* Extract to read
What should be done with Venezuela’s interim government?

Venezuela’s interim government should be replaced with a Political Transition Board that represents the plurality of the country’s political forces and civil society, including chavismo. Its function should not be to pretend to establish itself as an alternate presidency, but to attend to the defense of assets and the diplomatic representation of Venezuela in countries that do not have relations with the Maduro government.

On January 4, 2022, the one-year period for which the National Assembly elected in 2015 (2015AN) delegated the functions of the Legislature to the Delegated Commission will come to an end. As a result, the authority of the interim government headed by the president of the National Assembly, Juan Guaidó, to assume the powers of the Presidency of the Republic will also come to an end. Faced with this situation, both the international community and Venezuela’s democratic forces must consider what should be the next step to help Venezuela resume the path to democracy and address its serious economic and humanitarian crisis.  

That the end of the interim government will occur in less than two months is clear from the text of the Statute Governing the Transition to Democracy approved by the 2015AN on December 26, 2020. Article 12 of the statute specifies without ambiguity that: 

“The constitutional continuity of the National Legislative Power will be exercised by the National Assembly elected on December 6, 2015… until free, fair and verifiable presidential and parliamentary elections are held in 2021 , an exceptional and unexpected political event occurs in 2021 , or up to an additional annual parliamentary term from January 5, 2021. ” (emphasis added) [1]

while article 15 of the same statute explicitly states that the President of the National Assembly will exercise his functions “under the periods and circumstances determined in article 12 of this statute.”

* Source data
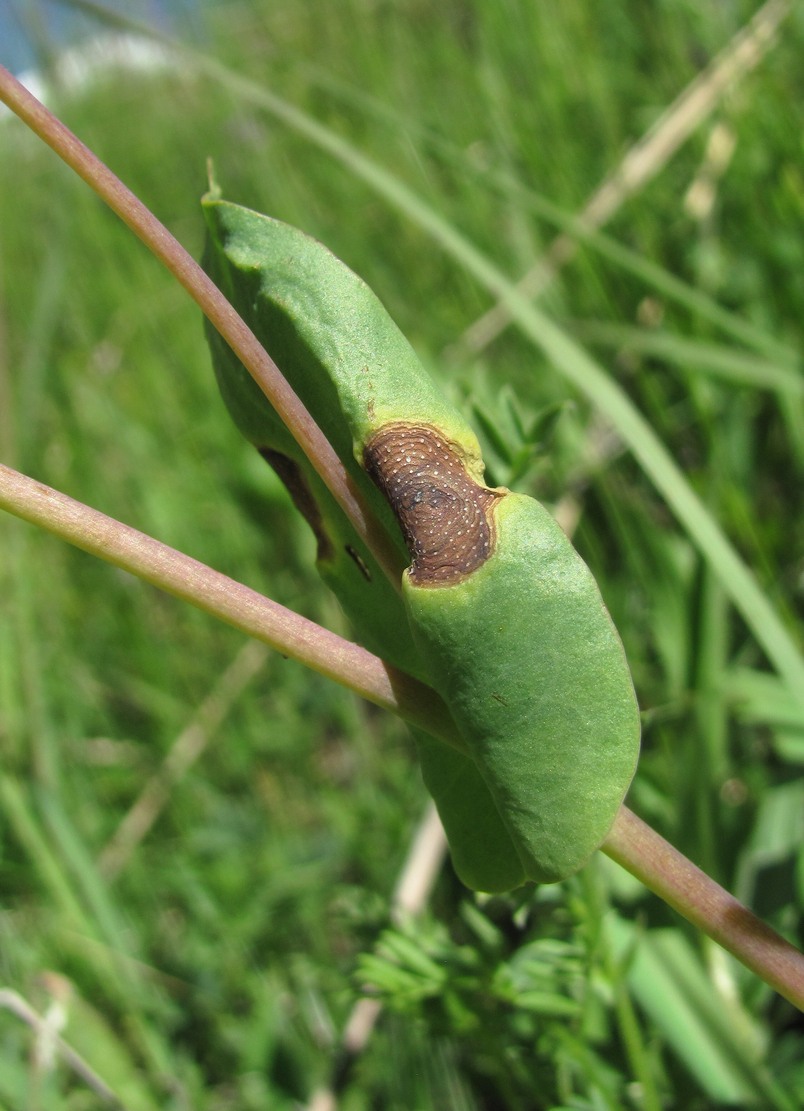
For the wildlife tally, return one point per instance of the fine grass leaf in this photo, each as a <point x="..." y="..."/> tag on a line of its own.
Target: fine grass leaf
<point x="711" y="1037"/>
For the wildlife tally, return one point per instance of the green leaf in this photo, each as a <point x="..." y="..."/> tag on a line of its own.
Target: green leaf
<point x="502" y="614"/>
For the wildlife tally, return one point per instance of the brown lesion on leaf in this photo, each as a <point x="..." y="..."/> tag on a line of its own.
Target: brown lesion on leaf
<point x="293" y="479"/>
<point x="445" y="516"/>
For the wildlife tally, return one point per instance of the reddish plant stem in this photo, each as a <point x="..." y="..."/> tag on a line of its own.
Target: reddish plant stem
<point x="631" y="843"/>
<point x="230" y="601"/>
<point x="214" y="306"/>
<point x="706" y="904"/>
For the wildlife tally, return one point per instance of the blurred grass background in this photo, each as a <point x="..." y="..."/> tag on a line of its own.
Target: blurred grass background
<point x="214" y="964"/>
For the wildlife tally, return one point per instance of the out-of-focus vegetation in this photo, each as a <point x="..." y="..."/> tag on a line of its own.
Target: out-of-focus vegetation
<point x="214" y="963"/>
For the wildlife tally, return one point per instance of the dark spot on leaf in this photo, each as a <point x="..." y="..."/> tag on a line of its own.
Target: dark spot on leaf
<point x="444" y="514"/>
<point x="293" y="479"/>
<point x="360" y="562"/>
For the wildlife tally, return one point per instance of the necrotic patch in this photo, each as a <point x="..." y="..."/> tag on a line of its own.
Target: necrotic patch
<point x="444" y="514"/>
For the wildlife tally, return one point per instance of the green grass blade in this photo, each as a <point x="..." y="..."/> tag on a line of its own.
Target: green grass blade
<point x="574" y="363"/>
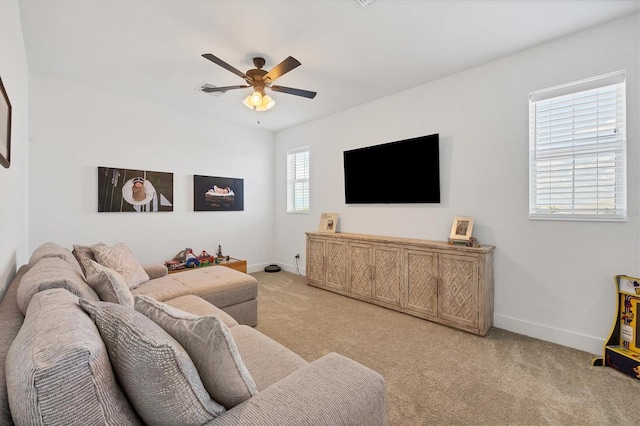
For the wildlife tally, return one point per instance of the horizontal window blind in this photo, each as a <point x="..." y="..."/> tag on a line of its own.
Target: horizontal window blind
<point x="298" y="180"/>
<point x="577" y="150"/>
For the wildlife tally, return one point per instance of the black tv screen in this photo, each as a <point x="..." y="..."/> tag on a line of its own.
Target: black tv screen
<point x="406" y="171"/>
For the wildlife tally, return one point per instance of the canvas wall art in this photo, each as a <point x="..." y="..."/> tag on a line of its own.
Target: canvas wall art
<point x="212" y="193"/>
<point x="128" y="190"/>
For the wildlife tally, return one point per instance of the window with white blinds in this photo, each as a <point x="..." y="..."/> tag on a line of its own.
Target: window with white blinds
<point x="298" y="180"/>
<point x="577" y="150"/>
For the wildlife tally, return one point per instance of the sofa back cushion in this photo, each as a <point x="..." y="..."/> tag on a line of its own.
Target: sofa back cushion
<point x="48" y="273"/>
<point x="108" y="284"/>
<point x="210" y="345"/>
<point x="54" y="250"/>
<point x="155" y="372"/>
<point x="121" y="259"/>
<point x="84" y="254"/>
<point x="58" y="369"/>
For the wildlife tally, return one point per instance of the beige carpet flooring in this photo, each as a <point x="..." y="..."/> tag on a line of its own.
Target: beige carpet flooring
<point x="437" y="375"/>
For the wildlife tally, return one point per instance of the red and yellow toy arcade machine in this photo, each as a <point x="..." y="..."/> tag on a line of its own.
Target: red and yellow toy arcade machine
<point x="622" y="349"/>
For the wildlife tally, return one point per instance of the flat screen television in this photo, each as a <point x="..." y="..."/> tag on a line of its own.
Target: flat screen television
<point x="406" y="171"/>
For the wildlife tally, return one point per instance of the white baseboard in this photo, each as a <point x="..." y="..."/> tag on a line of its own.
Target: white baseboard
<point x="593" y="345"/>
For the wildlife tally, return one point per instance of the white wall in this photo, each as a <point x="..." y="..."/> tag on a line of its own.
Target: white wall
<point x="13" y="181"/>
<point x="553" y="280"/>
<point x="75" y="129"/>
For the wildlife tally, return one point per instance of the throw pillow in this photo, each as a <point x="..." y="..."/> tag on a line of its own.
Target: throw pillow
<point x="84" y="254"/>
<point x="211" y="347"/>
<point x="109" y="284"/>
<point x="54" y="250"/>
<point x="58" y="369"/>
<point x="155" y="372"/>
<point x="48" y="273"/>
<point x="121" y="259"/>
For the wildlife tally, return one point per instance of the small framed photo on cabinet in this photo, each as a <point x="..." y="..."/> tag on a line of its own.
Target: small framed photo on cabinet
<point x="462" y="228"/>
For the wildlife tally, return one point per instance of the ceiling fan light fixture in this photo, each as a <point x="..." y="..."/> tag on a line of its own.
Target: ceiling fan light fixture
<point x="256" y="98"/>
<point x="247" y="102"/>
<point x="267" y="103"/>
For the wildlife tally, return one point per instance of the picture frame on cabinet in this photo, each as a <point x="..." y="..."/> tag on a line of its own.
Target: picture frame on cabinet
<point x="328" y="223"/>
<point x="5" y="127"/>
<point x="462" y="228"/>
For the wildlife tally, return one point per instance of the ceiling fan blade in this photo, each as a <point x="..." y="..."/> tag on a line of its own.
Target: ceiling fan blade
<point x="224" y="65"/>
<point x="282" y="68"/>
<point x="292" y="91"/>
<point x="221" y="89"/>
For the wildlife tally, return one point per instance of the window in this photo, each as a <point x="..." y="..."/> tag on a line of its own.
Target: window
<point x="577" y="150"/>
<point x="298" y="180"/>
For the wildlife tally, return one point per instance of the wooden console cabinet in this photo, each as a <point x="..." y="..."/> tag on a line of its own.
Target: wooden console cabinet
<point x="451" y="285"/>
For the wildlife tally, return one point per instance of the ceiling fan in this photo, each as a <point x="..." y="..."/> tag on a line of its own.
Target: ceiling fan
<point x="260" y="80"/>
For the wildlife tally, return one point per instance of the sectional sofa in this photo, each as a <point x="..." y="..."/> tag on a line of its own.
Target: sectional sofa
<point x="93" y="337"/>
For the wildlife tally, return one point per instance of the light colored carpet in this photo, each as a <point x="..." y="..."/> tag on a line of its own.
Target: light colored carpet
<point x="437" y="375"/>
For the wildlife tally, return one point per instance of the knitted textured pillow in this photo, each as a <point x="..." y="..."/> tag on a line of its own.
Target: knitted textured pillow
<point x="121" y="259"/>
<point x="109" y="284"/>
<point x="58" y="369"/>
<point x="155" y="372"/>
<point x="211" y="347"/>
<point x="48" y="273"/>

* Stated problem 1
Render this sentence from the piece on Venezuela's interim government in Spanish: "Venezuela’s interim government should be replaced with a Political Transition Board that represents the plurality of the country’s political forces and civil society, including chavismo."
* Stated problem 2
List each line of the listing that contains the string "black". Case counts.
The piece on Venezuela's interim government has no connection to the listing.

* Task response 1
El gobierno interino de Venezuela debería ser reemplazado por una Junta de Transición Política que represente la pluralidad de las fuerzas políticas y de la sociedad civil del país, incluido el chavismo.

* Task response 2
For the wildlife tally, return one point per instance of the black tv screen in this photo, each as a <point x="..." y="..."/> tag on a line of its own.
Target: black tv screen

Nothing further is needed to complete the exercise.